• Data supplied

######

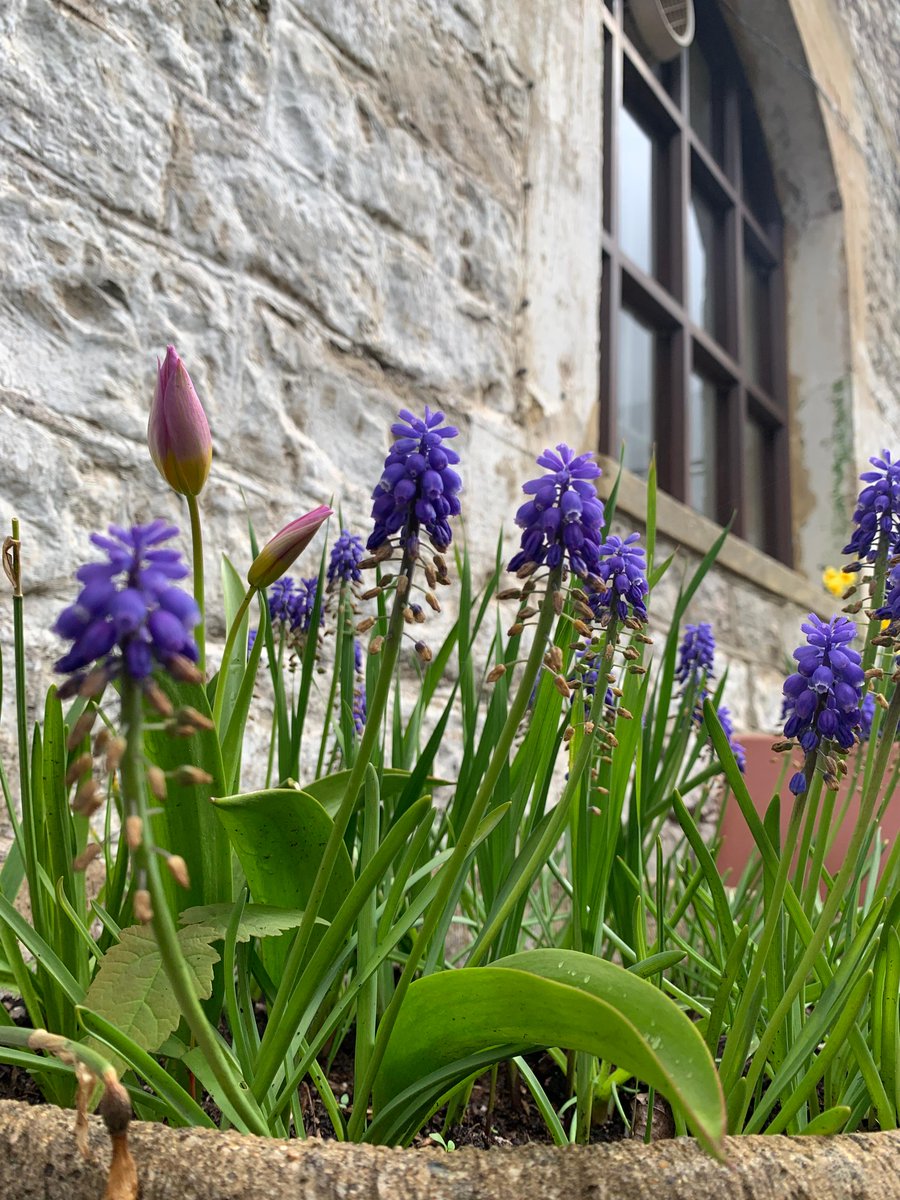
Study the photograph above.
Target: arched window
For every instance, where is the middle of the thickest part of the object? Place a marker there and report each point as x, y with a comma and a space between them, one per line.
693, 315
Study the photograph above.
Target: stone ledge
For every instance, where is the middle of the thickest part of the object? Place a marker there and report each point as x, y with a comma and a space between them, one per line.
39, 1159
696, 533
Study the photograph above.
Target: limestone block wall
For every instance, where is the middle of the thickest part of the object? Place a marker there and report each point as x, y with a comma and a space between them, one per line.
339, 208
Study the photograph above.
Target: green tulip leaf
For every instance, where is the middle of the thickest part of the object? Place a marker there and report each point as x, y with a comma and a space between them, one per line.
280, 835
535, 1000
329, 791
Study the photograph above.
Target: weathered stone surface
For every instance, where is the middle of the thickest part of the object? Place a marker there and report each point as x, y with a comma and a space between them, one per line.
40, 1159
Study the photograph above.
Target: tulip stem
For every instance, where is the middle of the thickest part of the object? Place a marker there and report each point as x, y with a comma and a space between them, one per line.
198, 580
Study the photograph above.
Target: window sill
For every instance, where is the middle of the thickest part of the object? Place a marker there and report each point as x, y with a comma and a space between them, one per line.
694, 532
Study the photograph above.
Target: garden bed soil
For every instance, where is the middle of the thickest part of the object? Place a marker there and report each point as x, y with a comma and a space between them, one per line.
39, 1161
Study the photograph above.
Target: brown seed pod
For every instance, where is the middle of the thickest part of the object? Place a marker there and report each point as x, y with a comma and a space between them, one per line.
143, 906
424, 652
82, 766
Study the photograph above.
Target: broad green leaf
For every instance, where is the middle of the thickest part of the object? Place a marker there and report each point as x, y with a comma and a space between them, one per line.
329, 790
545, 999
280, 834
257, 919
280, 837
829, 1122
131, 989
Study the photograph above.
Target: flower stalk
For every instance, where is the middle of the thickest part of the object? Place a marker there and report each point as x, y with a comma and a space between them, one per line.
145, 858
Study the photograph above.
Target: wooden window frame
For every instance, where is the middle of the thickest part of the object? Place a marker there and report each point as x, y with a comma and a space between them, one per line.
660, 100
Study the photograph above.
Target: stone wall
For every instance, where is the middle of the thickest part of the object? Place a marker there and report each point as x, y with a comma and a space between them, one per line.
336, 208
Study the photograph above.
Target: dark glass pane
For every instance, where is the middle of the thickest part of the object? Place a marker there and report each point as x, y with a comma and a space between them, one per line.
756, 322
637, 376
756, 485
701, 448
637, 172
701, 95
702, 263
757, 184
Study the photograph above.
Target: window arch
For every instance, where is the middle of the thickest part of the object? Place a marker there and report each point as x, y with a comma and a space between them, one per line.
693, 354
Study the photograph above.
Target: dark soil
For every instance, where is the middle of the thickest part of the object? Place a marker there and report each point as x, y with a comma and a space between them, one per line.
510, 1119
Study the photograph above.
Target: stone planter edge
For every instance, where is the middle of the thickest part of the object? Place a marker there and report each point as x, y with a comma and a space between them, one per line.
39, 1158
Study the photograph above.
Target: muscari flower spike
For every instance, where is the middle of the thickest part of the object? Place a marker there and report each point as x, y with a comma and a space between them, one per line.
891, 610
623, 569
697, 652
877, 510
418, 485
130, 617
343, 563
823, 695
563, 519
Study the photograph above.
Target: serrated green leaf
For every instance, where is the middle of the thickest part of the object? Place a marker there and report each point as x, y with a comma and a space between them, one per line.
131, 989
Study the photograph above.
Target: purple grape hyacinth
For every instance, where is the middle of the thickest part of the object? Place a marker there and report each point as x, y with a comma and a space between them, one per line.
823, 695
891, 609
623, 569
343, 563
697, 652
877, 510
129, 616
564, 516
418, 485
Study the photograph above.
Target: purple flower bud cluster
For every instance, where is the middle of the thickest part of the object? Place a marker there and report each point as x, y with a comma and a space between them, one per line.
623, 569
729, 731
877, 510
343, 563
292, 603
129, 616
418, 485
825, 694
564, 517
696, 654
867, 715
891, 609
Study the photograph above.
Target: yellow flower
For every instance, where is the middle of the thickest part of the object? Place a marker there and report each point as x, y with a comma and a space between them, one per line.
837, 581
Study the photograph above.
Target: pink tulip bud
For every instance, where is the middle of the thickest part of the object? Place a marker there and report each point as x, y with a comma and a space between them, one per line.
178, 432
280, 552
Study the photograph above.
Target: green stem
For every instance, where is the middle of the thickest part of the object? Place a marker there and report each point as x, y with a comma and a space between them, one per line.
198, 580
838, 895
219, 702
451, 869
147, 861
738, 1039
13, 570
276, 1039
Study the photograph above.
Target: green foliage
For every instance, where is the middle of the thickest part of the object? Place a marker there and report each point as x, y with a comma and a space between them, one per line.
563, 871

######

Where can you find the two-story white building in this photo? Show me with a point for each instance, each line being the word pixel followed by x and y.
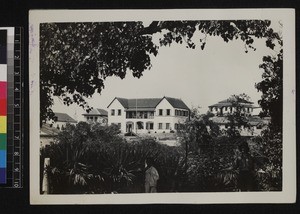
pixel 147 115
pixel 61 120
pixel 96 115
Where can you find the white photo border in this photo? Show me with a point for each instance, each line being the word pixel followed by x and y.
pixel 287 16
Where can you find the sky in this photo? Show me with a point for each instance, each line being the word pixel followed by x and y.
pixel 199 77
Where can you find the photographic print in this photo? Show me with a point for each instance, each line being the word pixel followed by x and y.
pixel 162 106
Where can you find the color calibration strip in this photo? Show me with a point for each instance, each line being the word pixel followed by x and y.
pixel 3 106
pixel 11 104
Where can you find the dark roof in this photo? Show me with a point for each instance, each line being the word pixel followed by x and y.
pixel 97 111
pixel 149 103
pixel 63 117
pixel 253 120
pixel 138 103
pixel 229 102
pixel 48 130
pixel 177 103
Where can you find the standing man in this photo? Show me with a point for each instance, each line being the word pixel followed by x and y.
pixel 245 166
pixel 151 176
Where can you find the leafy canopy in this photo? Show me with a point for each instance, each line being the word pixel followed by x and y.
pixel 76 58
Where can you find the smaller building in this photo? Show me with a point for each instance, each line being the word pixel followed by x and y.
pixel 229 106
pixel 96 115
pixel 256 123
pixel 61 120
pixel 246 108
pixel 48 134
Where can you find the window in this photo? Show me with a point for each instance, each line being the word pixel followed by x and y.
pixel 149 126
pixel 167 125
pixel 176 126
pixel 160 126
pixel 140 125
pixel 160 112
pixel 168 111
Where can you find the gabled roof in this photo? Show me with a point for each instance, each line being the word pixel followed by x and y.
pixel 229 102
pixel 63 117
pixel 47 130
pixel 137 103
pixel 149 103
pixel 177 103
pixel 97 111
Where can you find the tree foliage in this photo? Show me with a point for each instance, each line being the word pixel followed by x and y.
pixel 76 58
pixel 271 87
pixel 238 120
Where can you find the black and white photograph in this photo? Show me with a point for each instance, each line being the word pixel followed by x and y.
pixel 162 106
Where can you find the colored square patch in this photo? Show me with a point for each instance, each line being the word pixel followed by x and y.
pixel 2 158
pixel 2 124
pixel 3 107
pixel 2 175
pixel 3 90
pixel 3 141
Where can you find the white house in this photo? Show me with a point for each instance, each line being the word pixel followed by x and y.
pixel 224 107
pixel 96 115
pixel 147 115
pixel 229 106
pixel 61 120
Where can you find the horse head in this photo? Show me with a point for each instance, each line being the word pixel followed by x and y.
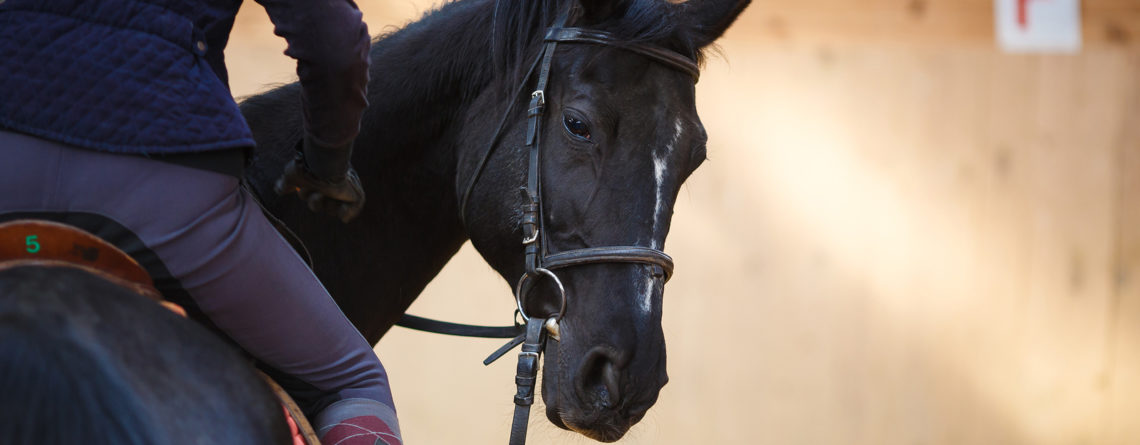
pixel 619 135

######

• What is expected
Locate each line in the records above that contains the string "stem" and copy those lines out. Case counts.

• Result of the task
Target: tulip stem
Target: green stem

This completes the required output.